* Directions: Print all of the data exactly.

* Records provided:
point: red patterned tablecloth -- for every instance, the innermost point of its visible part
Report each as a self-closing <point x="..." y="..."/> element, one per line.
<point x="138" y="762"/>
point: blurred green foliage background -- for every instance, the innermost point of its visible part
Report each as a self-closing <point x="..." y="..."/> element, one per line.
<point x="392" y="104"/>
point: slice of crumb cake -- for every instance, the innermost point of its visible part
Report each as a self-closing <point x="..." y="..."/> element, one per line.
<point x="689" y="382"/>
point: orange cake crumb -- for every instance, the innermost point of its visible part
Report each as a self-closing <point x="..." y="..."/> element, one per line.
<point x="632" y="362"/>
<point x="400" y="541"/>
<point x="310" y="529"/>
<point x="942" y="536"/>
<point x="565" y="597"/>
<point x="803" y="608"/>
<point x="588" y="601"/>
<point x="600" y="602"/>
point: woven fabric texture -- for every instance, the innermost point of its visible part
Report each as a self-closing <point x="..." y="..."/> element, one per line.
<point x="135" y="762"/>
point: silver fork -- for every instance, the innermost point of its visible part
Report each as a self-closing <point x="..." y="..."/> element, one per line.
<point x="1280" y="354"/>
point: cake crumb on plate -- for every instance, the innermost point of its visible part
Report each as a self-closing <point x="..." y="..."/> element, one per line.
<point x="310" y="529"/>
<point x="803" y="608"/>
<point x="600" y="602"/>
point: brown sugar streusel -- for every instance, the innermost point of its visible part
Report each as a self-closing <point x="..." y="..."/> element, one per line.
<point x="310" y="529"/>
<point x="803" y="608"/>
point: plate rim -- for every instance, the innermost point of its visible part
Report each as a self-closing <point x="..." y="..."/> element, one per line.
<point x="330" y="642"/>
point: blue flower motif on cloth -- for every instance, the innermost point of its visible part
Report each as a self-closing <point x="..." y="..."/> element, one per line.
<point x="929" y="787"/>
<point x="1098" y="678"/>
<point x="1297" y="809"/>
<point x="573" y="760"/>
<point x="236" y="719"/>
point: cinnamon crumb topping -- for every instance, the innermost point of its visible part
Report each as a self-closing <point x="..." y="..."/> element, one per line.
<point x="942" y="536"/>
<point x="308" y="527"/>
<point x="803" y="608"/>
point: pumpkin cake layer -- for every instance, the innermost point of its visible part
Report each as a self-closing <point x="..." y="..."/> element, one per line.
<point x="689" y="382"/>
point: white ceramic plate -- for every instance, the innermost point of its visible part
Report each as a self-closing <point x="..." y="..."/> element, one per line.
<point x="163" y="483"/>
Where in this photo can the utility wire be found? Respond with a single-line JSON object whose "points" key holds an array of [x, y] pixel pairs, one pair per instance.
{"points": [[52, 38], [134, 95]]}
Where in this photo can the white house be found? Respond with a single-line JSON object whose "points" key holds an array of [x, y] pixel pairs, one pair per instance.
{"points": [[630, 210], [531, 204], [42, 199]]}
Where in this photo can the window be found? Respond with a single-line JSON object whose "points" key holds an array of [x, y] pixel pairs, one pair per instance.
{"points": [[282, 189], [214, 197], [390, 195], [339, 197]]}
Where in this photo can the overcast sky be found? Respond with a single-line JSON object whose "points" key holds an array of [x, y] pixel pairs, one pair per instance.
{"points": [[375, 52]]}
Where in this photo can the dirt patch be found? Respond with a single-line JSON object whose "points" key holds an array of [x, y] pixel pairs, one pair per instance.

* Written answer:
point: red patterned tablecloth -- for every instance, the innermost point of its visible part
Report each as a self-closing <point x="..." y="..."/> element, one per line.
<point x="138" y="762"/>
point: blurred green foliage background -- for every instance, the innermost point of its visible part
Report each as a self-closing <point x="..." y="..."/> element, one per line.
<point x="392" y="104"/>
point: slice of crumb cake -- for every instance, the innermost point of its visible part
Report each as a self-closing <point x="..." y="..."/> element, one per line.
<point x="689" y="382"/>
point: orange cake crumb -- for every instance, the innermost point of its visible part
Report each as a self-closing <point x="..." y="..."/> element, one per line.
<point x="632" y="362"/>
<point x="400" y="541"/>
<point x="310" y="529"/>
<point x="942" y="536"/>
<point x="565" y="597"/>
<point x="803" y="608"/>
<point x="588" y="601"/>
<point x="600" y="602"/>
point: woven fabric texture -- for every instance, the innermost point of its visible part
Report each as a self-closing <point x="..." y="..."/> element, one per line.
<point x="135" y="762"/>
point: silver fork -- for every instance, the innermost point of its visible part
Report each as a self-closing <point x="..." y="..."/> element, one per line.
<point x="1280" y="354"/>
point: cake crumb on plate -- for every instance, the innermost point of its visible part
Report each as a self-closing <point x="..." y="..."/> element, one per line.
<point x="310" y="529"/>
<point x="803" y="608"/>
<point x="600" y="602"/>
point: brown sugar streusel -- for every instance, the innermost point of its visible part
Report each as a self-closing <point x="..." y="..."/> element, one per line.
<point x="310" y="529"/>
<point x="803" y="608"/>
point: plate rim -- for every instance, the innermost point of its visible part
Report each as a self-closing <point x="..." y="..."/> element, one per line.
<point x="330" y="642"/>
point: blue flower motif on cloth -- for every instance, the innermost point of its visible part
Report each as a self-closing <point x="..." y="..."/> element, one per line.
<point x="929" y="787"/>
<point x="1098" y="678"/>
<point x="1297" y="809"/>
<point x="573" y="760"/>
<point x="236" y="719"/>
point: cinnamon crumb topping -- for every instance, the innermost point of its visible part
Report each as a self-closing <point x="..." y="..."/> element, one per line.
<point x="942" y="536"/>
<point x="308" y="527"/>
<point x="803" y="608"/>
point: pumpkin cake layer -- for every instance, the innermost point of its visible part
Report each as a self-closing <point x="..." y="..."/> element, one per line.
<point x="689" y="382"/>
point: white ceramic plate -- for every instance, the innermost point of its visible part
Report each as a self-closing <point x="..." y="..."/> element, one per line.
<point x="163" y="483"/>
Where in this photo can the utility wire be found? Respond with a single-line JSON object whose "points" key holds an array of [x, y] pixel pairs, one pair per instance.
{"points": [[52, 38], [134, 95]]}
Where in this photo can the white house be found? Respond with a single-line JSON object whose "points" key holds an array of [x, y] pixel pairs, one pair per instance.
{"points": [[630, 210], [531, 204], [42, 199]]}
Where in this photo can the window be found? Respond with a single-line JSON object whose "points" key holds an array of [x, y] pixel pairs, one pair per instance.
{"points": [[282, 189], [214, 197], [390, 195], [339, 197]]}
Where in this photo can the overcast sky be found? Respond with a single-line JSON object whose "points" key holds an array of [x, y] pixel pairs, one pair per instance.
{"points": [[375, 52]]}
Where in this photo can the dirt patch be found? Respond with a single-line JSON object whose "points" key holds an array of [x, y] pixel pairs, one pair per instance.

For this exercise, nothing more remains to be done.